---------- Provided data ----------

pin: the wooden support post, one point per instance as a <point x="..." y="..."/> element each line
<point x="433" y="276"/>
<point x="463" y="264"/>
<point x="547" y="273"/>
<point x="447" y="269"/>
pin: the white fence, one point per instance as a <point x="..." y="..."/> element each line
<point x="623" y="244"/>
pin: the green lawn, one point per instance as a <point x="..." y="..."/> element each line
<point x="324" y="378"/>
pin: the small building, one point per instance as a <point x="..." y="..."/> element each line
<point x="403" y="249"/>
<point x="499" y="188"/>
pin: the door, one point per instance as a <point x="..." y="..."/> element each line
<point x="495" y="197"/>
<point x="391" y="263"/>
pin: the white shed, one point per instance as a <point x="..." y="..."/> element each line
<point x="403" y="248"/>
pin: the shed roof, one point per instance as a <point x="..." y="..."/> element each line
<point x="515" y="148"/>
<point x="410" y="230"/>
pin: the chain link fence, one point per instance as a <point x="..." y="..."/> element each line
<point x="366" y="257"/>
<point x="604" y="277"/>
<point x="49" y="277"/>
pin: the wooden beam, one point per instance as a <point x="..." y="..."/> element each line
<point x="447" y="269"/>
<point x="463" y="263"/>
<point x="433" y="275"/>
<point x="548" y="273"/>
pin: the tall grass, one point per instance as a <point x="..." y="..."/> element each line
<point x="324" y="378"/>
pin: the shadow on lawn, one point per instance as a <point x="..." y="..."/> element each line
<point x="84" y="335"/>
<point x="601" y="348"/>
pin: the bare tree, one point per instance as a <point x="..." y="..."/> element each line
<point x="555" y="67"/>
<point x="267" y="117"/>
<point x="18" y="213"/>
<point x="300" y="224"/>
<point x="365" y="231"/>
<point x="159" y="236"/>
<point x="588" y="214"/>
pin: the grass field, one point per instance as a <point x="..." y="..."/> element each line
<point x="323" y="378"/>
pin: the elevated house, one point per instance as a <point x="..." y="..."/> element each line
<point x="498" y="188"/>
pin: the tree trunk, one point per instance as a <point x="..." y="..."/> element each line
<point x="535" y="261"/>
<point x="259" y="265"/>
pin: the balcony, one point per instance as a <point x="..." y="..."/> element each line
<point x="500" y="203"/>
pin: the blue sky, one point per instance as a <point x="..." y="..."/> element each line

----------

**Problem to solve**. Return the listing above word for word.

**Exercise answer**.
pin: the wooden support post, one point per instance as a <point x="..." y="..."/> element each line
<point x="433" y="276"/>
<point x="463" y="264"/>
<point x="547" y="273"/>
<point x="447" y="269"/>
pin: the white fence, one point per instance as a <point x="..." y="..."/> element each line
<point x="623" y="244"/>
pin: the green lawn, one point per instance as a <point x="..." y="..."/> element each line
<point x="324" y="378"/>
pin: the small building, one point per instance as a <point x="..." y="..."/> element each line
<point x="403" y="249"/>
<point x="499" y="188"/>
pin: the door, one point per instance as a <point x="..." y="..."/> element each line
<point x="495" y="197"/>
<point x="391" y="263"/>
pin: the white shed, one point per instance as a <point x="..." y="..."/> element each line
<point x="403" y="248"/>
pin: the shed roof, one point per instance as a <point x="..." y="..."/> element each line
<point x="515" y="148"/>
<point x="410" y="230"/>
pin: the chain link fence, one point per instance as a <point x="..." y="..."/> element each line
<point x="366" y="257"/>
<point x="604" y="277"/>
<point x="49" y="277"/>
pin: the wooden beam, one point per instance as a <point x="..." y="..."/> element each line
<point x="447" y="269"/>
<point x="463" y="263"/>
<point x="433" y="275"/>
<point x="548" y="273"/>
pin: the tall grass, one point per instance as a <point x="..." y="..."/> element each line
<point x="324" y="378"/>
pin: the shadow on lawn, one point per instance as a <point x="..." y="..."/> element each line
<point x="84" y="335"/>
<point x="601" y="348"/>
pin: the bare tree, one point per instance as a <point x="..." y="..."/> element each line
<point x="555" y="67"/>
<point x="267" y="117"/>
<point x="18" y="213"/>
<point x="300" y="224"/>
<point x="365" y="231"/>
<point x="159" y="236"/>
<point x="588" y="214"/>
pin: the grass field, one point per instance as a <point x="..." y="..."/> element each line
<point x="323" y="378"/>
pin: the elevated house, one point per instance as a <point x="..." y="..."/> element each line
<point x="498" y="188"/>
pin: the tree trunk, one point per instance as a <point x="..." y="..."/> element each line
<point x="535" y="261"/>
<point x="259" y="265"/>
pin: the balcony, one point per instance as a <point x="..." y="..."/> element each line
<point x="500" y="203"/>
pin: the blue sky, one point per instance as a <point x="..." y="..."/> element each line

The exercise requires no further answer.